Text section
By Tobias Lengnan Dapam
Stakeholders have called on the Federal Government to collaborate with the national tuberculosis programme to increase case detection of tuberculosis, while it simultaneously tests for COVID-19.
The stakeholders stated this on Monday, during the TB media roundtable organised by the Stop TB Partnership.
The event was organized in collaboration with the Federal Ministry of Health, in Abuja.
Specifically, the National Coordinator of the National Tuberculosis and Leprosy Control Programme (NTBLCP), Dr. Adebola Lawanson, explained that during the COVID-19 pandemic in the country, there has not been sufficient progress made in TB cases finding.
Lawanson, averred that tuberculosis, like other diseases, has been worse hit during this period due to resource relocation and realignment for COVID-19.
Also, the World Health Organization (WHO) Country Representative for TB, Dr. Ayodele Awe, said COVID-19 has affected the tuberculosis program this year.
“It has affected it negatively because we have not made as much progress in finding the cases.
“Although COVID-19 and tuberculosis have similarities, we need to see how we can benefit from this new respiratory disease that has just entered into Nigeria.
This we are not seeing so much. Kaduna is a very good example of a state that has increased case finding.
“Nigeria is still missing 300,000 cases every year. We are only able to detect 25 percent of the estimated tuberculosis cases. Every LGA needs to have its own diagnostic tools. Presently, we have only 40 percent coverage of the LGAs with GeneXpert machine.

Source information
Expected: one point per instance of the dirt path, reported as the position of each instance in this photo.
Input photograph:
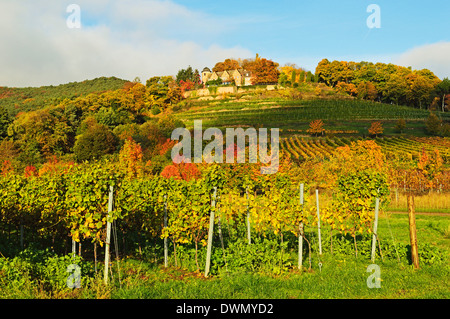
(424, 213)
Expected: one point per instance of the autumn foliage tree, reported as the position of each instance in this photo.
(263, 71)
(375, 129)
(130, 158)
(316, 128)
(228, 64)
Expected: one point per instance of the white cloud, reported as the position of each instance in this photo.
(120, 38)
(435, 57)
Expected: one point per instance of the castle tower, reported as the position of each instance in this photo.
(206, 74)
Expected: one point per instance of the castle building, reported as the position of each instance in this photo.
(240, 77)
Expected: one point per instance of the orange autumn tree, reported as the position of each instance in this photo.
(316, 128)
(130, 159)
(376, 128)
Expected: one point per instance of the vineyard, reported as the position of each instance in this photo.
(219, 222)
(393, 147)
(259, 219)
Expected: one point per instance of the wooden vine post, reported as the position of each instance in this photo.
(318, 222)
(375, 225)
(166, 240)
(412, 231)
(300, 235)
(210, 234)
(249, 237)
(108, 235)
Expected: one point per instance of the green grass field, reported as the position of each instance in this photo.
(342, 275)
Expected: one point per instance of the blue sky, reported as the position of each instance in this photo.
(128, 38)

What needs to be done
Carry the article on tuberculosis case detection in Nigeria forward from its final sentence, in the same reporting style. The listing has no connection to the article on tuberculosis detection in Nigeria.

Exercise answer
“Do you know that more people are dying of tuberculosis daily than from COVID-19. For COVID-19, it is acute but for tuberculosis, it is a chronic disease. Each hour, they are 18 deaths of tuberculosis. The total numbers of persons that have died from COVID-19 are about 1,000. But for tuberculosis, each day 430 percent die from tuberculosis.
“Each year 157,000 persons die of tuberculosis. Tuberculosis is still the top infectious killer. We need the same kind of Presidential Task Force on COVID-19 for tuberculosis.
“The domestic resources for supporting tuberculosis are still very low. TB support is majorly funded through global funds and other partners. We need the government to be as committed as what they are doing in Kaduna state.
“The EOCs in each state should collaborate with the tuberculosis program because we have structures on ground that can be used to increase detection of more COVID-19 cases because we have 12,000 dot centres in the different communities.”
On his part, the Country Director of KNCV Foundation Nigeria, Dr. Bethrand Odume, urged the government to invest more resources into tackling tuberculosis. “We must not be all dependent on external donors because we have the capacity. The only way to go is an integrated approach to health service delivery,” he said.